:: Short problem ::
Please arrange every line of the items below as a JSON list of strings, one string per line, skipping blank lines. Leave the pictures out of the list.

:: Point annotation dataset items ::
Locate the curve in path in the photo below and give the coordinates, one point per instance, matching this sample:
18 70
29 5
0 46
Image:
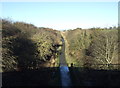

:: Response to this exercise ::
[
  "Locate the curve in path in the photo below and give the coordinates, one point per instance, matching this sample:",
  "18 70",
  "29 5",
  "0 46",
  "Image:"
]